→ **Task objective**
In the listing below, find the line containing "of the cardboard". Write out that line and every line after it to the end, exactly and only those.

Data records:
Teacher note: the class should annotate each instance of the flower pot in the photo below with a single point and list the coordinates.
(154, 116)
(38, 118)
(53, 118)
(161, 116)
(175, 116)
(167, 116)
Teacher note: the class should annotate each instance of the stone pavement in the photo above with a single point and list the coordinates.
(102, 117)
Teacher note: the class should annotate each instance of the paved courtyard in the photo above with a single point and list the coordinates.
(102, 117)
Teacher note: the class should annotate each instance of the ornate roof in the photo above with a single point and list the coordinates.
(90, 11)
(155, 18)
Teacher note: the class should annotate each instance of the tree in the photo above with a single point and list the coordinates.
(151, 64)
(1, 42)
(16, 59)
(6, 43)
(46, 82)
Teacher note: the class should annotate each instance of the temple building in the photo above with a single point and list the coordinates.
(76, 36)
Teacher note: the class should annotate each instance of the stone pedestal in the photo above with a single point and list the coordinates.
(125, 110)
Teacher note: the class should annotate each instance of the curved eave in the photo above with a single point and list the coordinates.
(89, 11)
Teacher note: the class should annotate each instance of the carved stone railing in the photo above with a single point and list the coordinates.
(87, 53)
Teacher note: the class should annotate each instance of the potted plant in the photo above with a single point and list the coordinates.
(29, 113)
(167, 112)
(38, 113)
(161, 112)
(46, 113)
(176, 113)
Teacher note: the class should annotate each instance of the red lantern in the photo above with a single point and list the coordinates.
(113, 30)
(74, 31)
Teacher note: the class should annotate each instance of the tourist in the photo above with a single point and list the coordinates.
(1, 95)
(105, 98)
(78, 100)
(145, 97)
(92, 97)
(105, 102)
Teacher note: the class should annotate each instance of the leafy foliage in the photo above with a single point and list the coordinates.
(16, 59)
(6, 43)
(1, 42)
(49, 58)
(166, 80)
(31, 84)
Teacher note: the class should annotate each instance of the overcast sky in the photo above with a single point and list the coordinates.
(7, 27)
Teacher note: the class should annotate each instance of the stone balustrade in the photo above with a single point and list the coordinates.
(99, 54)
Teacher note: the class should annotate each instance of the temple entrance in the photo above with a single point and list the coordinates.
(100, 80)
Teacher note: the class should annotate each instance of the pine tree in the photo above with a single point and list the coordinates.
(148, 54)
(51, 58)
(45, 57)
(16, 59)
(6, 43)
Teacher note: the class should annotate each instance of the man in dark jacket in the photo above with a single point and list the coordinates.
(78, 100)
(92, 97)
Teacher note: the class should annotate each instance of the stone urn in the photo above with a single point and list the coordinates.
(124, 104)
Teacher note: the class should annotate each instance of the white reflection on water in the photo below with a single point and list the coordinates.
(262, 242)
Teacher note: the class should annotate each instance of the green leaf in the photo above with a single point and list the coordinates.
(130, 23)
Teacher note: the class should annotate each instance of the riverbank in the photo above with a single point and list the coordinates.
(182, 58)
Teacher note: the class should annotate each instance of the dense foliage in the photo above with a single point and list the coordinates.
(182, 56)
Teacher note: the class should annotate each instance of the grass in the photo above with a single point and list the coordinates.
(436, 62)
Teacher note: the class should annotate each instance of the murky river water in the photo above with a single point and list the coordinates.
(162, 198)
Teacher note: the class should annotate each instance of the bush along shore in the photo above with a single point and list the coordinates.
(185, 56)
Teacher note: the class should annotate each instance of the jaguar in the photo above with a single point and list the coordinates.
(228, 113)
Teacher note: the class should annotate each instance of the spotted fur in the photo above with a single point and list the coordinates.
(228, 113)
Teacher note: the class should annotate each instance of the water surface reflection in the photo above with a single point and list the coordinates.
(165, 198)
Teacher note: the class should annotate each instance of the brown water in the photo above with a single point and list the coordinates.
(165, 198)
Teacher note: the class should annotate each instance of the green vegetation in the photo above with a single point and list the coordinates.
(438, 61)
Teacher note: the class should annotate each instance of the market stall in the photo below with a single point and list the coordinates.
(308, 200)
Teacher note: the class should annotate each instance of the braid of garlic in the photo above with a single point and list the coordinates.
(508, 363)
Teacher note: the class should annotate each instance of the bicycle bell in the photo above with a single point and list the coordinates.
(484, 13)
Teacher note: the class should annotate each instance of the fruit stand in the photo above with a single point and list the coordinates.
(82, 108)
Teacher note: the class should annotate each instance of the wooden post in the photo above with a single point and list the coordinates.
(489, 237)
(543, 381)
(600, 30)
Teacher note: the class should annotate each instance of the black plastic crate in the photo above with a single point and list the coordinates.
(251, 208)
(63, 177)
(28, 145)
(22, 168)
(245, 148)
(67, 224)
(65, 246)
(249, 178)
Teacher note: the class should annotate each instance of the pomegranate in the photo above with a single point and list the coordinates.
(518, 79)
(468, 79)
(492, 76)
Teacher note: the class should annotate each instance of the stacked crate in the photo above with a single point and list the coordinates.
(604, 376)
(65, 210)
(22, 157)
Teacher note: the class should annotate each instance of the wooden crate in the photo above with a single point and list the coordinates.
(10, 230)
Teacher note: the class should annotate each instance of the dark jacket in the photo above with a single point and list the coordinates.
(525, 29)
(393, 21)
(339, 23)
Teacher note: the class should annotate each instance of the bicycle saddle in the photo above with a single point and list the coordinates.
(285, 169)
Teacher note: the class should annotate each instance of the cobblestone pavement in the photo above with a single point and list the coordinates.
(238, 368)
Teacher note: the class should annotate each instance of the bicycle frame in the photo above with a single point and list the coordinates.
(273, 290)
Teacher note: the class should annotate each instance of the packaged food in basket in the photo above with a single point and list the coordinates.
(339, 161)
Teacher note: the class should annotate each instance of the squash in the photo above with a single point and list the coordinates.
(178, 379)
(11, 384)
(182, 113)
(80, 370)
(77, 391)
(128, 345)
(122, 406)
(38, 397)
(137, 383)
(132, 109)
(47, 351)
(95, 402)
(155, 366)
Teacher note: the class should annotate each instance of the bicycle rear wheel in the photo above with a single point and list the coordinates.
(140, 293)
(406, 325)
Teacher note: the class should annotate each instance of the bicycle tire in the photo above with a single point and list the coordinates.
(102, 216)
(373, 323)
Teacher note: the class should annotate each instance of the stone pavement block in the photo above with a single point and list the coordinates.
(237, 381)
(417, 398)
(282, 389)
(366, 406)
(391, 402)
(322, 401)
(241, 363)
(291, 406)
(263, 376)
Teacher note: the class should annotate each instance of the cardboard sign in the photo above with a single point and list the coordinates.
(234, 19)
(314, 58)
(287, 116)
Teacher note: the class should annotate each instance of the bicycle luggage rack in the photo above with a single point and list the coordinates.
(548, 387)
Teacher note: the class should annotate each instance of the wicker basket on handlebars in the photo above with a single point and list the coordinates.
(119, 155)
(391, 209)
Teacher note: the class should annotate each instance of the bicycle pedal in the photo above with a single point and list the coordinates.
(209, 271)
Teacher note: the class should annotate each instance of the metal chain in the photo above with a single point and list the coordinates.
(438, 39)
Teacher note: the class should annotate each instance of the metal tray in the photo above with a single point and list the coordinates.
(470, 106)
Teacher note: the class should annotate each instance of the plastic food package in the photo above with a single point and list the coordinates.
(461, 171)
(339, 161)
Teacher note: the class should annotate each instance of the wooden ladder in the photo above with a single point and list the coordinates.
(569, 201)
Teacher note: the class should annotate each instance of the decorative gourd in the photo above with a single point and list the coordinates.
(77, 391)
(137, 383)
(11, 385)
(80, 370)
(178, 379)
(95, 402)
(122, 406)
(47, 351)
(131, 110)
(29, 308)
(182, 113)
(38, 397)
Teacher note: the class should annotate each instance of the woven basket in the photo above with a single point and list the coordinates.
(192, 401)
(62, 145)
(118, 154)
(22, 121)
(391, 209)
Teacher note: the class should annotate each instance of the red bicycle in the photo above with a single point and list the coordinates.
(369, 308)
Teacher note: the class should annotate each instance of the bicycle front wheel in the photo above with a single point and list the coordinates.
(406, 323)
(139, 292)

→ **Response to this exercise**
Teacher note: the class should annotate each instance of the cardboard sign in the photo above with a single point and list the coordinates.
(234, 19)
(314, 58)
(287, 116)
Teacher note: the class should annotate each instance of the bicycle luggage rack in the photo above with a single point and list the coordinates.
(548, 387)
Teacher note: the class should annotate each instance of the wicker basket on handlebars in the photo above with a single point and list the coordinates.
(119, 155)
(391, 209)
Teacher note: the class should annotate each instance of the bicycle pedal in the photo above with a single point and list the coordinates.
(209, 271)
Teacher note: the class should annotate each instance of the metal chain in the photo above with a single point and list the coordinates.
(438, 39)
Teacher note: the class should annotate each instance of the metal tray in the photo above with a single point and list the coordinates.
(470, 106)
Teacher note: the class should annotate each instance of the plastic food package in the photo above with a single point and list the coordinates.
(461, 171)
(339, 161)
Teacher note: the class should annotate each instance of the wooden ladder in the photo above with a single point and list the coordinates.
(569, 201)
Teacher note: the class should annotate each instance of the decorative gourd in the photo above with a single point and list the coordinates.
(77, 391)
(137, 383)
(11, 385)
(80, 370)
(178, 379)
(95, 402)
(122, 406)
(47, 351)
(131, 110)
(29, 308)
(182, 113)
(38, 397)
Teacher note: the class should annotate each instance of the woven basket in the photo above with a single point and list the coordinates.
(192, 401)
(62, 145)
(118, 154)
(22, 121)
(391, 209)
Teacher note: the class should annotate each instance of the red bicycle in the photo above with a single point and list the coordinates.
(369, 308)
Teacher note: the class should annotate each instance of the bicycle front wheel in the photo above with a single point and list the coordinates.
(406, 323)
(139, 292)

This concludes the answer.